#### JOB
Give the records as a Markdown table with the columns "Row" and "Line", from the start of the records through the line with "positive clicks: (185, 38)". Include both ends, skip blank lines, and leave the pictures out.

#### INPUT MATERIAL
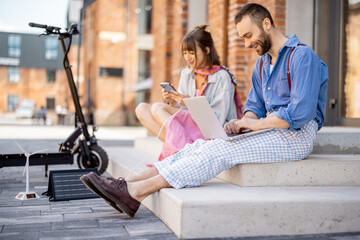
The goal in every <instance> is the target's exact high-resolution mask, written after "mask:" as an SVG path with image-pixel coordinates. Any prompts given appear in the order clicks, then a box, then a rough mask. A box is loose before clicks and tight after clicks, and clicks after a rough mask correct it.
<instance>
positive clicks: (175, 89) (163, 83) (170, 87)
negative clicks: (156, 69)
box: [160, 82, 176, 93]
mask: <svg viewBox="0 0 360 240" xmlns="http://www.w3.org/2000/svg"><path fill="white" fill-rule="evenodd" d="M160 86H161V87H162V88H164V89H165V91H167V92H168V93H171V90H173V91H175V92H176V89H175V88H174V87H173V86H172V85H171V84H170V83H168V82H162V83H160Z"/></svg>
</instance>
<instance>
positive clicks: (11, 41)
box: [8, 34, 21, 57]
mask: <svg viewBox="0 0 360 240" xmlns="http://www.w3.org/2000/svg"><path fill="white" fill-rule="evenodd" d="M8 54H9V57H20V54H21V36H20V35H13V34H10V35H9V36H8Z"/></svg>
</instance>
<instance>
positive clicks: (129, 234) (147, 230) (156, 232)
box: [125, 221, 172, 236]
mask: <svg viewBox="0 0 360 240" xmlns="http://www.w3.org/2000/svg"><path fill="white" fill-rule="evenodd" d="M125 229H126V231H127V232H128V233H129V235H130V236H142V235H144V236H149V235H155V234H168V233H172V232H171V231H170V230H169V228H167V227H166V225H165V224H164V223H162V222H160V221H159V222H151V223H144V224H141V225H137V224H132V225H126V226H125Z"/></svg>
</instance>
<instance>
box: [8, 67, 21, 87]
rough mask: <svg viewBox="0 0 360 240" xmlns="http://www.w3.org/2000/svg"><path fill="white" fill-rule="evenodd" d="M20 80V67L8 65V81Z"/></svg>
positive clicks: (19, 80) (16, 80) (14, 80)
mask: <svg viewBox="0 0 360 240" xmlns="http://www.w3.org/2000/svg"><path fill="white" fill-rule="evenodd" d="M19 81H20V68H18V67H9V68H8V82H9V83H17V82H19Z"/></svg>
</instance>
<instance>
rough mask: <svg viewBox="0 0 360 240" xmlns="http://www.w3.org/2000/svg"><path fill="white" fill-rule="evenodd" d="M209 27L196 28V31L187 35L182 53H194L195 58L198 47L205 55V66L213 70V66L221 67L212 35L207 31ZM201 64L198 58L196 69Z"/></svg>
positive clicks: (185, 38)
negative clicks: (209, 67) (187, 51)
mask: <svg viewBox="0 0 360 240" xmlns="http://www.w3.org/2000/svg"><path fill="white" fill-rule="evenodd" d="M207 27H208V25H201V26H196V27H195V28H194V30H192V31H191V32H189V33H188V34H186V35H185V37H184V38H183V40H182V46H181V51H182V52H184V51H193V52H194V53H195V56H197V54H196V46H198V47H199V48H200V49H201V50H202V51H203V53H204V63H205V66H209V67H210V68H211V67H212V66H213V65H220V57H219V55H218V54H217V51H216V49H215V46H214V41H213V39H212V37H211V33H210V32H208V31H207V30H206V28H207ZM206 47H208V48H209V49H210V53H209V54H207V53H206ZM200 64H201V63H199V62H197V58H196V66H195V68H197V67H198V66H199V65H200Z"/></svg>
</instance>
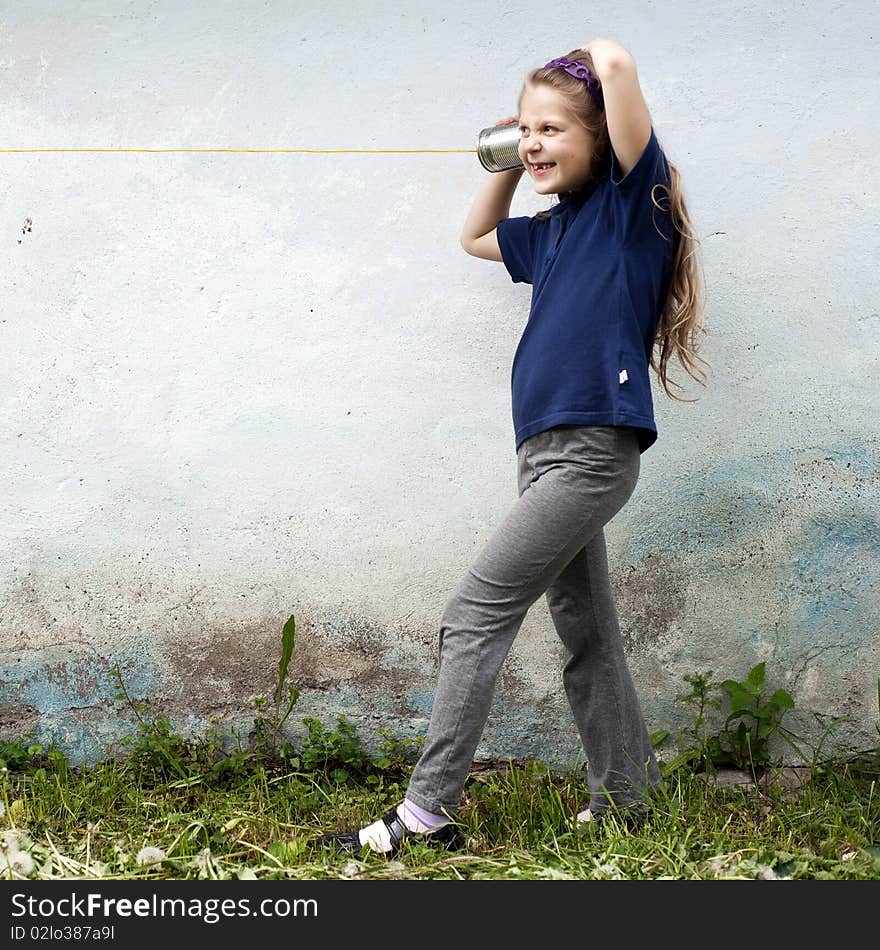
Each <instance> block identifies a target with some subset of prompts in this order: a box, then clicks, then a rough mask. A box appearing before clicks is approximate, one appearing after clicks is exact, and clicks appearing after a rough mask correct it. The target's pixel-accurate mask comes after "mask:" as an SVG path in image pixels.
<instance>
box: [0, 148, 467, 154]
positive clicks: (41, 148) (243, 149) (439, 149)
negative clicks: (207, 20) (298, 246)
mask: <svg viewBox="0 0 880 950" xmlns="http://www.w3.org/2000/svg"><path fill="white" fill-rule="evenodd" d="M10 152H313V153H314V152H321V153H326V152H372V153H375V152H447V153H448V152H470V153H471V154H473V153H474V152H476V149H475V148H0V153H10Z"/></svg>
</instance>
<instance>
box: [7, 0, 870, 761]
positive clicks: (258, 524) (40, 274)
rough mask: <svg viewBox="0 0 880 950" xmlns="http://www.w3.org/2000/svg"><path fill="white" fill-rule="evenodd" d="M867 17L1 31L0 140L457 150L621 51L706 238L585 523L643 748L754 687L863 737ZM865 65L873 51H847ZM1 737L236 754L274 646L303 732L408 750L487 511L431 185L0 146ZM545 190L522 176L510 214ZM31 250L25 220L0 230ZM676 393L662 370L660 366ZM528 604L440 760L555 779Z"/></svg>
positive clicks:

#### SOLUTION BELOW
| Row | Line |
|---|---|
| 1 | The goal in every <instance> is the target's exact high-resolution mask, written after "mask:" as an SVG path with image-pixel coordinates. Any prompts given appear in the order clicks, then a box, then a rough mask. A box is loose before clicks and tight after clicks, and clicks after a rough mask correct it. |
| 2 | <instance> |
| 3 | positive clicks: (175, 89) (163, 83) (170, 87) |
| 4 | negative clicks: (156, 69) |
| 5 | box: [160, 82, 176, 93] |
| 6 | mask: <svg viewBox="0 0 360 240" xmlns="http://www.w3.org/2000/svg"><path fill="white" fill-rule="evenodd" d="M160 86H161V87H162V88H164V89H165V91H167V92H168V93H171V90H173V91H175V92H176V89H175V88H174V87H173V86H172V85H171V84H170V83H168V82H162V83H160Z"/></svg> |
| 7 | </instance> |
| 8 | <instance> |
| 9 | positive clicks: (11, 41) |
| 10 | box: [8, 34, 21, 57] |
| 11 | mask: <svg viewBox="0 0 360 240" xmlns="http://www.w3.org/2000/svg"><path fill="white" fill-rule="evenodd" d="M8 54H9V57H20V54H21V36H20V35H13V34H10V35H9V36H8Z"/></svg> |
| 12 | </instance> |
| 13 | <instance> |
| 14 | positive clicks: (129, 234) (147, 230) (156, 232) |
| 15 | box: [125, 221, 172, 236] |
| 16 | mask: <svg viewBox="0 0 360 240" xmlns="http://www.w3.org/2000/svg"><path fill="white" fill-rule="evenodd" d="M125 229H126V231H127V232H128V233H129V235H130V236H142V235H144V236H149V235H155V234H168V233H172V232H171V231H170V230H169V228H167V227H166V225H165V224H164V223H162V222H160V221H159V222H151V223H144V224H141V225H137V224H132V225H126V226H125Z"/></svg> |
| 17 | </instance> |
| 18 | <instance> |
| 19 | box: [8, 67, 21, 87] |
| 20 | rough mask: <svg viewBox="0 0 360 240" xmlns="http://www.w3.org/2000/svg"><path fill="white" fill-rule="evenodd" d="M20 80V67L8 65V81Z"/></svg> |
| 21 | positive clicks: (19, 80) (16, 80) (14, 80) |
| 22 | mask: <svg viewBox="0 0 360 240" xmlns="http://www.w3.org/2000/svg"><path fill="white" fill-rule="evenodd" d="M19 81H20V68H18V67H9V68H8V82H9V83H17V82H19Z"/></svg> |
| 23 | </instance> |
| 24 | <instance> |
| 25 | rough mask: <svg viewBox="0 0 360 240" xmlns="http://www.w3.org/2000/svg"><path fill="white" fill-rule="evenodd" d="M209 27L196 28V31L187 35L182 53H194L195 58L198 47L205 55V66L213 70V66L221 67L212 35L207 31ZM201 64L198 58L196 69Z"/></svg> |
| 26 | positive clicks: (185, 38) |